> _Brief 1_: Based on the Innovocracy interview, explain why the co-founder became interested in academic research as a target for funding.
> _Brief 2_:
Answer these questions from the Innovocracy interview.
(a) Which co-founder is interviewed?
(b) What is the first project described?
(c) On what date was the piece posted?

> _Text under study_:
:::::

Crowdfunding for academic research: Innovocracy

by Admin on April 10, 2012 · 0 comments

in News

Innovocracy provides crowd funding for academic research. In this interview, co-founder Mikael Totterman explains the concept and describes the first project: a promising toilet-training method for autistic children.

What is Innovocracy?

Innovocracy was created to bridge the gap between powerful ideas and beneficial applications of those ideas. We offer a funding source that connects people who want to support innovation in academic research and those innovators found on campuses around the world.

How did you get the idea?

I have always been fascinated by how technologies are often first developed in academic institutions and then make their way to transform our daily lives.  This is the path that many ground breaking technologies from the Internet to life saving medications have traveled.  It is possibility one of the greatest assets that any developed country can hope to harness.

:::::

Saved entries
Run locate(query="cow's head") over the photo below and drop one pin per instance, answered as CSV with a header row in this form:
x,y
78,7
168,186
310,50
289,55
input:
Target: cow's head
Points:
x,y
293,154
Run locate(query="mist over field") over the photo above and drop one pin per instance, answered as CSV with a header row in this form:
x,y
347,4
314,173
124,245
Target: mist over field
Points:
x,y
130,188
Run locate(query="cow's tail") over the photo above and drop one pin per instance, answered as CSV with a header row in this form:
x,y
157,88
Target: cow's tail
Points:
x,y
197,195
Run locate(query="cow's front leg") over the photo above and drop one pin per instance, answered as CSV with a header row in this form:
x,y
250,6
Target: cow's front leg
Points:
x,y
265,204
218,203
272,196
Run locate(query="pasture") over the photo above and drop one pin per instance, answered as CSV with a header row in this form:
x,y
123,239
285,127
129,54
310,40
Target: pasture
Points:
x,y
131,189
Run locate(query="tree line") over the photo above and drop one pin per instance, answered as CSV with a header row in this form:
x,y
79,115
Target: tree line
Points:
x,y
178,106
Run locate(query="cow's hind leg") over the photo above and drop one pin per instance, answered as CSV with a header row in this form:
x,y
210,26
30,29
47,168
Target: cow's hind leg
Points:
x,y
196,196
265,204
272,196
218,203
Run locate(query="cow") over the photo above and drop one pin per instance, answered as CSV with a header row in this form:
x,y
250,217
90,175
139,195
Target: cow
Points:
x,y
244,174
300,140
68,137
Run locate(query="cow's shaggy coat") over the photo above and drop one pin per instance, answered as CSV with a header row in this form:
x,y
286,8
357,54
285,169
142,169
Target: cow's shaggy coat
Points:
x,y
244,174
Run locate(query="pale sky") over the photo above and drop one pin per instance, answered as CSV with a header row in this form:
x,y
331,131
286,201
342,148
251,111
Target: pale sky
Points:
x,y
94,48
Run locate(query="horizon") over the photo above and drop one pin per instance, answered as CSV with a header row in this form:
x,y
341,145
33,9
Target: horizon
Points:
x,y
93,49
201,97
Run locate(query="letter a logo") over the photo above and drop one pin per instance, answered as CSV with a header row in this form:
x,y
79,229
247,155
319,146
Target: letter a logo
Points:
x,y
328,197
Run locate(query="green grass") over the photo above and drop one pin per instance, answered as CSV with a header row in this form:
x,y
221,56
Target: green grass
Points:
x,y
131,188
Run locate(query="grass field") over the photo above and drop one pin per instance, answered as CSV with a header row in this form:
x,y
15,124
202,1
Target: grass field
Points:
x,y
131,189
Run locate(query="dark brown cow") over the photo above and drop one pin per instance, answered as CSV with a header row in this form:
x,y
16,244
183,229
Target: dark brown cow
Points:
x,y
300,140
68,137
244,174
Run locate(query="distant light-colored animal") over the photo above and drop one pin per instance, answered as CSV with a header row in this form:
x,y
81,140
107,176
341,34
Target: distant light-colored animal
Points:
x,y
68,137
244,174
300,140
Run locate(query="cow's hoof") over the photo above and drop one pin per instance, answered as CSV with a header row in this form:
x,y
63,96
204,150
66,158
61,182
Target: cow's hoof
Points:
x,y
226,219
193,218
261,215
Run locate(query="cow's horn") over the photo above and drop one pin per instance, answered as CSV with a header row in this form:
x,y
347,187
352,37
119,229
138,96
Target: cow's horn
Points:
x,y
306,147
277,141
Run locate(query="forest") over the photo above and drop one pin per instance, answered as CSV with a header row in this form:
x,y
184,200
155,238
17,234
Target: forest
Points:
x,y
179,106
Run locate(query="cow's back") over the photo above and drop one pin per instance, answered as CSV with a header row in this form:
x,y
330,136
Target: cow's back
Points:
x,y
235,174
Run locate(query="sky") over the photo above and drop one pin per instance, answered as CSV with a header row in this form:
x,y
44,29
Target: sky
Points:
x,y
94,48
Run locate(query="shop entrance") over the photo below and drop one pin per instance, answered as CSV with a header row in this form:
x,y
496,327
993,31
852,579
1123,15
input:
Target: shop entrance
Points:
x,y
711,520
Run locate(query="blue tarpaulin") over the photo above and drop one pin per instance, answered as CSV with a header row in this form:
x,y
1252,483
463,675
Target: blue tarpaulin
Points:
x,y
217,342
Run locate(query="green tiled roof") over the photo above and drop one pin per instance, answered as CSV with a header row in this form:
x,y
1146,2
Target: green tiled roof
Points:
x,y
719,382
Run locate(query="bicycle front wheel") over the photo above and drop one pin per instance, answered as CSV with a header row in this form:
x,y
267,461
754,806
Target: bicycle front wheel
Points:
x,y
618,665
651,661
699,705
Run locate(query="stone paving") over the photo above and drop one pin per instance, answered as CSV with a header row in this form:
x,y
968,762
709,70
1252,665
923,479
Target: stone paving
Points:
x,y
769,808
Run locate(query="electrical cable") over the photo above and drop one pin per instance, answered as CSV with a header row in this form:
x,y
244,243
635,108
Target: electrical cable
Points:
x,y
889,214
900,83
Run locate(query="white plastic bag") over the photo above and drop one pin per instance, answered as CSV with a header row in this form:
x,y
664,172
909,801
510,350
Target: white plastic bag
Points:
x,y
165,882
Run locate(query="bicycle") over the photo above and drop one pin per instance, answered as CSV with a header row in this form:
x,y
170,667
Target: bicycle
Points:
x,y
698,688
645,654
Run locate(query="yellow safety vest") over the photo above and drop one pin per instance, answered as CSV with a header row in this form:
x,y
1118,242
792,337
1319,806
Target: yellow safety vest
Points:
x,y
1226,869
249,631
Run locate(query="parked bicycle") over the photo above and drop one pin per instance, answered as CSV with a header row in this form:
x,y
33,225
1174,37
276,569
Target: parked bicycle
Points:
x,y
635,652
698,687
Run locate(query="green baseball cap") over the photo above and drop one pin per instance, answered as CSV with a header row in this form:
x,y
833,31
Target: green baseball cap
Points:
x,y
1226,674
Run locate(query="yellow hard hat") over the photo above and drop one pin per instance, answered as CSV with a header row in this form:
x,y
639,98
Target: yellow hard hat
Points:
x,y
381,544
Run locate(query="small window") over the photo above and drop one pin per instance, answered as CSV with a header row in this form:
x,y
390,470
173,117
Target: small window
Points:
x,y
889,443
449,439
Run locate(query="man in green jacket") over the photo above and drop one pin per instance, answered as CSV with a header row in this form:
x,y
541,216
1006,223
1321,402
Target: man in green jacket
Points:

:::::

> _Exercise result 1_: He was fascinated by how technologies are often first developed in academic institutions and then go on to transform daily life. Many groundbreaking technologies, from the Internet to life-saving medications, have followed this path.

> _Exercise result 2_:
(a) Mikael Totterman
(b) A promising toilet-training method for autistic children
(c) April 10, 2012